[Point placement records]
►

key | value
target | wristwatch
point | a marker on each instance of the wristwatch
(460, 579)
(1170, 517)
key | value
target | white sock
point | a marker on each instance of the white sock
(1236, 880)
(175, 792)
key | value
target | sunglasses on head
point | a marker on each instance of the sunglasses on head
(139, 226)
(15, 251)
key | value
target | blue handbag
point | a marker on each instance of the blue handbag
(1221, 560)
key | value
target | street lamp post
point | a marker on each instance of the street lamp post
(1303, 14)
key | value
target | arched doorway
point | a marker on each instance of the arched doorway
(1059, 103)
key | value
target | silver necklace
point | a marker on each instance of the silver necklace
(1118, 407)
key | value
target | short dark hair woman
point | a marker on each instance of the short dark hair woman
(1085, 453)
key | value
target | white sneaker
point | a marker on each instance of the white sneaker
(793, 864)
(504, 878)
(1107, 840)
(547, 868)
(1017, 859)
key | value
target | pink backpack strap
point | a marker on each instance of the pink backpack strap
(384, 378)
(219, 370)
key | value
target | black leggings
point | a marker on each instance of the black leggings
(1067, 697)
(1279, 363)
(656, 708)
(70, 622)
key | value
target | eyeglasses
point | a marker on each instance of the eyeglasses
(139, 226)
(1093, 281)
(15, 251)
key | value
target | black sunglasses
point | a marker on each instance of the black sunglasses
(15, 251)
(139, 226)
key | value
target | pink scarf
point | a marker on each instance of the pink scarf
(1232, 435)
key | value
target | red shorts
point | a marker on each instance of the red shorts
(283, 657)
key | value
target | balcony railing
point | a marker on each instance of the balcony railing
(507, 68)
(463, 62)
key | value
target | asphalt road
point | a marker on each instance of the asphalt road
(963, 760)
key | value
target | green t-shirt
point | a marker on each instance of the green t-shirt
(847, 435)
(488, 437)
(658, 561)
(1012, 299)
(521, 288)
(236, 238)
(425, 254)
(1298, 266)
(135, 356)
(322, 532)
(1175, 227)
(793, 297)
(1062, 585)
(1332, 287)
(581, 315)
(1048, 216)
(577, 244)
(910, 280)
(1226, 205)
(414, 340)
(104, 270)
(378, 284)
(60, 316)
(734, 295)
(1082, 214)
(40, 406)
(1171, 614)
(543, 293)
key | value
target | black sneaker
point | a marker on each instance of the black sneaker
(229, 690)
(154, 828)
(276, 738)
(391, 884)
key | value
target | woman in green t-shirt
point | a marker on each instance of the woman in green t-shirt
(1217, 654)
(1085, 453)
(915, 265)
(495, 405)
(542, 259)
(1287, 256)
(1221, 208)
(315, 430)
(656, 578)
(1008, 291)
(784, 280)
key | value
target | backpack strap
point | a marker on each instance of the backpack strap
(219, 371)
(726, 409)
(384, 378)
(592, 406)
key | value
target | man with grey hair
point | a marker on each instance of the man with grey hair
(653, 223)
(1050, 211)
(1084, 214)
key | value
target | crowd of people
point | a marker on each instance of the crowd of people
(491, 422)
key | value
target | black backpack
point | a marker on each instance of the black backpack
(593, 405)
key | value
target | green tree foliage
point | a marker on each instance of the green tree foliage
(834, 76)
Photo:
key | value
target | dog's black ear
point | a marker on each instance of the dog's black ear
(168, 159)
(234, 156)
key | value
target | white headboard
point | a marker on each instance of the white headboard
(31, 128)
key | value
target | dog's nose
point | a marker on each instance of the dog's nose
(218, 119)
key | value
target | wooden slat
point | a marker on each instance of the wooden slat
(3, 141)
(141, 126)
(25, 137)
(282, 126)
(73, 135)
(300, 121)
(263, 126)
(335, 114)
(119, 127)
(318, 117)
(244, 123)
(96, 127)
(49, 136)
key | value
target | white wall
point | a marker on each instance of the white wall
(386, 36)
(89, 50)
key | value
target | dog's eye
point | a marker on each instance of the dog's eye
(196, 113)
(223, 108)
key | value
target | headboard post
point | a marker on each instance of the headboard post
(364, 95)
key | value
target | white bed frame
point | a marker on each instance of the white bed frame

◄

To do :: Please copy out every line above that contains the string "necklace", treating uppercase and lowercase as different.

Result for this task ::
target | silver necklace
point | a marker on each instance of the silver necklace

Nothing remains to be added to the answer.